**Prompt A**
How many signatures does a petition need under the street-naming process described in the passage on New York City street naming?
**Prompt B**
Summarize the passage on New York City street naming in two sentences.
**Prompt C**
Pick up the passage on New York City street naming after its last sentence and continue writing it.

──────── Study text ────────

The importance of naming, and renaming in New York City, has garnered increasing attention, but the process is not easy. It requires a petition with 200 signatures, approval of the local community board, legislation passed by city council and signed by the mayor. Since 1992, the process became a bit simpler because Local Law 28 has allowed City Council to add honorary street co-names, without triggering a need to amend the official city map. Since then, honorary co-names have proliferated. Nearly 1/5 of these honorary co-names memorialize people killed on 9/11. Others are named for local leaders, or for civil servants, like Frank Justich Way, named for a sanitation worker killed on the job in 2010). The Queens Library recently launched the Queens Name Explorer Map, a participatory digital archive focused on schools and honorary street names in Queens. The goal is to collect personal histories about, and images of these local honorees.

──────── Extracted data ────────

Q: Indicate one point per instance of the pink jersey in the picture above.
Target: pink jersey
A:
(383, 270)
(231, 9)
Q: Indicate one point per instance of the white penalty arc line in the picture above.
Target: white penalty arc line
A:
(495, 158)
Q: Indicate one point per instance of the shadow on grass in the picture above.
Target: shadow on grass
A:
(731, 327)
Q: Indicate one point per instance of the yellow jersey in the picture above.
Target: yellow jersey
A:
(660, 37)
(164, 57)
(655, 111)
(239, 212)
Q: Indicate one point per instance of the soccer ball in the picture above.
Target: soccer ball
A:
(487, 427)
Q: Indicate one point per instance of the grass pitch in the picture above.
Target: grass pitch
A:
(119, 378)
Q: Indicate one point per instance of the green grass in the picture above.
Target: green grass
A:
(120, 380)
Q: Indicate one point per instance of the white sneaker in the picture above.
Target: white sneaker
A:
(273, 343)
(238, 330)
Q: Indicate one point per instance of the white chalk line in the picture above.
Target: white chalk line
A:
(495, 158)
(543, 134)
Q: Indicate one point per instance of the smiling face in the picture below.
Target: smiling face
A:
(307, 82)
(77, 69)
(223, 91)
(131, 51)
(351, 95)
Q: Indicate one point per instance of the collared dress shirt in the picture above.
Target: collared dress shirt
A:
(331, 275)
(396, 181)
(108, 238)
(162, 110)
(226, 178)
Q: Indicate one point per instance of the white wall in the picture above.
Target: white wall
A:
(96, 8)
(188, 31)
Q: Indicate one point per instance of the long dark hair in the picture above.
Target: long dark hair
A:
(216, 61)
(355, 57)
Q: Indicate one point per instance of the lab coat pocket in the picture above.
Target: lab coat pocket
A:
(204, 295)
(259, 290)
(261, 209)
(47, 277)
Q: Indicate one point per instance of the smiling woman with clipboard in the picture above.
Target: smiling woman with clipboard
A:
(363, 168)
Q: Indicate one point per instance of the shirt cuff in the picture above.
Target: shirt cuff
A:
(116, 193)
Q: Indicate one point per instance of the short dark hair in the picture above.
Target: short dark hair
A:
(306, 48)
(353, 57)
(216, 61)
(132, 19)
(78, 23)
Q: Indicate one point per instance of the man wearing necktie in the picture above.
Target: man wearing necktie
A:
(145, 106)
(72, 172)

────────

**Your response A**
200

**Your response B**
Renaming a street in New York City requires a 200-signature petition, community board approval, and City Council legislation signed by the mayor, though since 1992 Local Law 28 has let the council add honorary co-names without amending the official city map. Such co-names have since proliferated, with nearly a fifth memorializing people killed on 9/11, and the Queens Library's new Queens Name Explorer Map gathers personal histories and images of the honorees behind schools and honorary street names in Queens.

**Your response C**
Bigger changes may be in the works. For the past three sessions, the New York legislature has fielded a bill to rename the Queens Midtown Tunnel in honor of Jane Matilda Bolin—the first Black woman to serve as a judge in the United States. Judge Bolin was appointed to the bench by Mayor Fiorello LaGuardia, himself the first Italian-American elected to Congress. The Bolin bill, and a companion bill to rename individual spans of the RFK/Triborough Bridge for Robert F. Kennedy, Dr. Martin Luther King Jr. and Puerto Rico independence leader Dr. Pedro Albizu Campos, have yet to make it out of committee. Part of the reason may be simple resistance to the expense and hassle of renaming.

Former Governor Andrew Cuomo created a firestorm with his decision to rename the replacement Tappen Zee Bridge as the Governor Mario M. Cuomo Bridge in honor of his father, three term governor, Mario M. Cuomo. Although he eventually persuaded the New York legislature to enact the requisite legislation, whether local residents will use the new name remains in doubt. After Governor Andrew Cuomo resigned in disgrace, there have been multiple bills proposing returning the bridge name to Tappen Zee.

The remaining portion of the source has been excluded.